[What this task involves]
Starting with the line that contains "If you don't mind, please tell me where the carpeted" and continuing through the line that contains "[213,139,252,200]", output those record lines as a Markdown table with the columns Row and Line, skipping any blank lines.

*** Record extracts

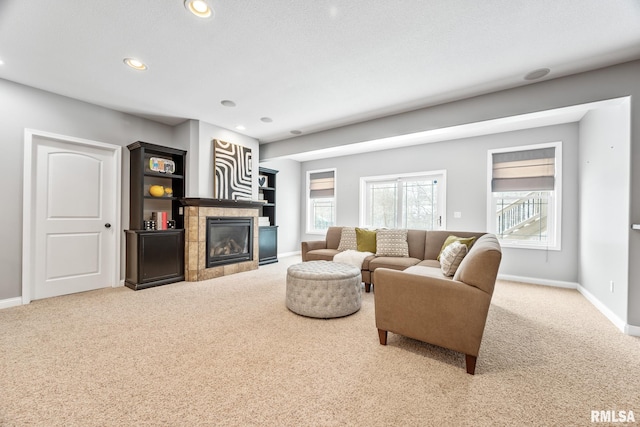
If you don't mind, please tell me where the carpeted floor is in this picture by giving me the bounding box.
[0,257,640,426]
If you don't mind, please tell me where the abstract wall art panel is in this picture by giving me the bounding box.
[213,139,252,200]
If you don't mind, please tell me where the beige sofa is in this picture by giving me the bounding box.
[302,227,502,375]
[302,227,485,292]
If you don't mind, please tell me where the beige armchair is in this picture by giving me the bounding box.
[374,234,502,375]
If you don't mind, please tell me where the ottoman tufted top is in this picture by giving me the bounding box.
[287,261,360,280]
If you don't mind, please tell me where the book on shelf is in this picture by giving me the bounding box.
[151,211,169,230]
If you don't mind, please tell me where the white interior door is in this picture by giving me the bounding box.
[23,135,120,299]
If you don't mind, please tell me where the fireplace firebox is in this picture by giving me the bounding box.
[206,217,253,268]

******
*** Record extracts

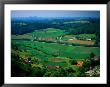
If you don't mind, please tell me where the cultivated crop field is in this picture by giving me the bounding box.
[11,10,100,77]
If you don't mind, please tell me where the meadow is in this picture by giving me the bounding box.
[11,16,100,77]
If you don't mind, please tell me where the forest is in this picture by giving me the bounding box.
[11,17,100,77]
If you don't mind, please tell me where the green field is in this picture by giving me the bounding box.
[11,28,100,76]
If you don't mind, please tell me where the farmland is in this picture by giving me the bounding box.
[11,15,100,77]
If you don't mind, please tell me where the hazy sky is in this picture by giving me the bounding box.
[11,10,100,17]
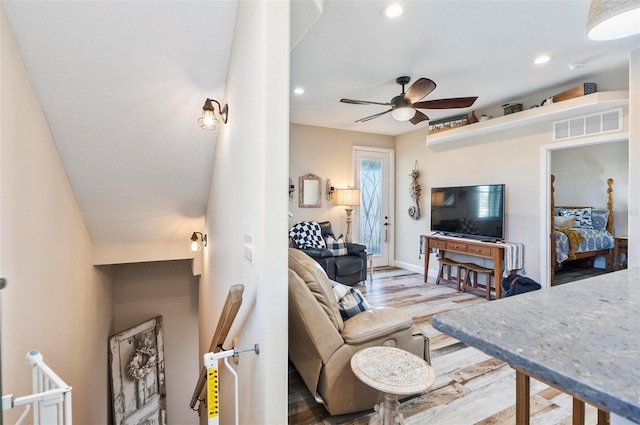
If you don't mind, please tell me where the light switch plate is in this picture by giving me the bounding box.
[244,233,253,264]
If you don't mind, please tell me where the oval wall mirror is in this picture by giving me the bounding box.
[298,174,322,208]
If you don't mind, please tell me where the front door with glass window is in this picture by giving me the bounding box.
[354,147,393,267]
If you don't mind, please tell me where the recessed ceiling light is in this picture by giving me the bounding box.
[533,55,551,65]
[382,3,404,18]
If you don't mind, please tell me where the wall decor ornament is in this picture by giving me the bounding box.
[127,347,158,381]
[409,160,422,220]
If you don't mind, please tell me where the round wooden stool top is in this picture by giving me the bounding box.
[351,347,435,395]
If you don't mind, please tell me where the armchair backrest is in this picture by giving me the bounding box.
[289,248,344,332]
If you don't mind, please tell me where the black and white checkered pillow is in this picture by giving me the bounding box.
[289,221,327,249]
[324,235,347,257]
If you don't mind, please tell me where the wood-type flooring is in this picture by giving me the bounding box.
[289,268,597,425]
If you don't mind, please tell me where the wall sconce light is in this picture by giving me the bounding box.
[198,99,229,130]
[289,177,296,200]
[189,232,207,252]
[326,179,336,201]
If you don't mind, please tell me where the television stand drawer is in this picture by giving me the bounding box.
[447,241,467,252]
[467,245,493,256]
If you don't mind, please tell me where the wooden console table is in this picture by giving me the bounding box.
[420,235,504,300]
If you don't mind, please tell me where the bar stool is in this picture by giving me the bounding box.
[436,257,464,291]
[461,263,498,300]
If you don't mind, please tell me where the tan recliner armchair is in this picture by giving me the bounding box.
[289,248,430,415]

******
*** Record extracts

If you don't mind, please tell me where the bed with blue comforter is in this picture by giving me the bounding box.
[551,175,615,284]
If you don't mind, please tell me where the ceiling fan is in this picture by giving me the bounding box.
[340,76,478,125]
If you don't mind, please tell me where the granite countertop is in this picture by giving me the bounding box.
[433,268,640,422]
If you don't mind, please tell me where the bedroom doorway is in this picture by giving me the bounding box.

******

[Final result]
| Row | Line |
|---|---|
| 1 | If you don't mind, please tell me where the carpeted floor is in this picture by giving me the bounding box. |
| 2 | [0,257,640,426] |
| 3 | If you don't mind, please tell me where the abstract wall art panel is in this picture by giving me the bounding box. |
| 4 | [213,139,252,200] |